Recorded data
Content starts
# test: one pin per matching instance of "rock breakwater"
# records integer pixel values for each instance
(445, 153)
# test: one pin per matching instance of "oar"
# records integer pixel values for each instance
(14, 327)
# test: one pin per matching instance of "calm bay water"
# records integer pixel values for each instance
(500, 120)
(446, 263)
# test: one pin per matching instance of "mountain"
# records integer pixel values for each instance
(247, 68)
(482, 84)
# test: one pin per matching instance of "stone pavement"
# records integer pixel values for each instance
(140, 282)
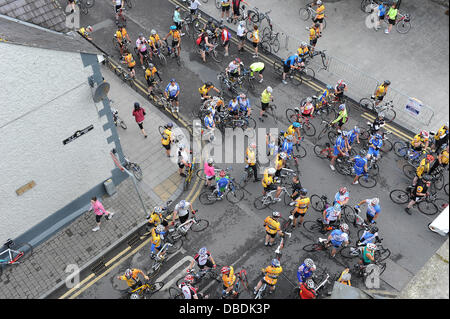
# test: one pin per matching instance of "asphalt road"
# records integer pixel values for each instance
(235, 235)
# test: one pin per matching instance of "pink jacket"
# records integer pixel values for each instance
(209, 170)
(98, 208)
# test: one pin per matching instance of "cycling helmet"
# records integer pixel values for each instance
(158, 209)
(310, 284)
(275, 262)
(128, 273)
(225, 270)
(189, 279)
(344, 227)
(202, 251)
(309, 262)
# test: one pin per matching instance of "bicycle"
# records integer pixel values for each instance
(234, 194)
(386, 109)
(15, 253)
(146, 290)
(308, 12)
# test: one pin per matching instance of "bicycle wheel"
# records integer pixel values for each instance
(409, 171)
(235, 196)
(403, 26)
(309, 129)
(304, 14)
(200, 225)
(367, 181)
(399, 196)
(206, 198)
(366, 103)
(312, 226)
(427, 208)
(292, 116)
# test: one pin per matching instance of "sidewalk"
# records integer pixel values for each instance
(76, 243)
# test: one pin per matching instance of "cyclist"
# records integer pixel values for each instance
(131, 276)
(166, 139)
(342, 196)
(342, 117)
(419, 192)
(272, 226)
(266, 98)
(222, 182)
(128, 58)
(251, 161)
(424, 167)
(204, 90)
(181, 211)
(204, 261)
(340, 148)
(360, 167)
(233, 70)
(257, 67)
(271, 274)
(441, 137)
(141, 44)
(373, 209)
(420, 141)
(289, 64)
(369, 236)
(380, 92)
(338, 237)
(301, 206)
(176, 39)
(121, 35)
(244, 105)
(228, 279)
(320, 13)
(149, 75)
(157, 235)
(330, 216)
(172, 92)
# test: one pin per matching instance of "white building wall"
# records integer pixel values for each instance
(48, 101)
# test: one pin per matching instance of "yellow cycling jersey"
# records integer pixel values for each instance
(228, 280)
(271, 274)
(165, 140)
(272, 225)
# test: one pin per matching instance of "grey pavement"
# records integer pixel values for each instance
(416, 63)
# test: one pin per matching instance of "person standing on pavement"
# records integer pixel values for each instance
(139, 116)
(99, 211)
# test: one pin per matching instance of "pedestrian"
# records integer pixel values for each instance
(392, 16)
(139, 114)
(99, 211)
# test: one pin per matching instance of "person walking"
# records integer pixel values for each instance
(139, 115)
(99, 211)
Content ends
> _Work instructions_
Copy each line above where "cycling" appears.

> _Answer below_
# test: one pin per matching instance of "cycling helmet"
# test: one pin per matching instance of "yellow cycling jersey"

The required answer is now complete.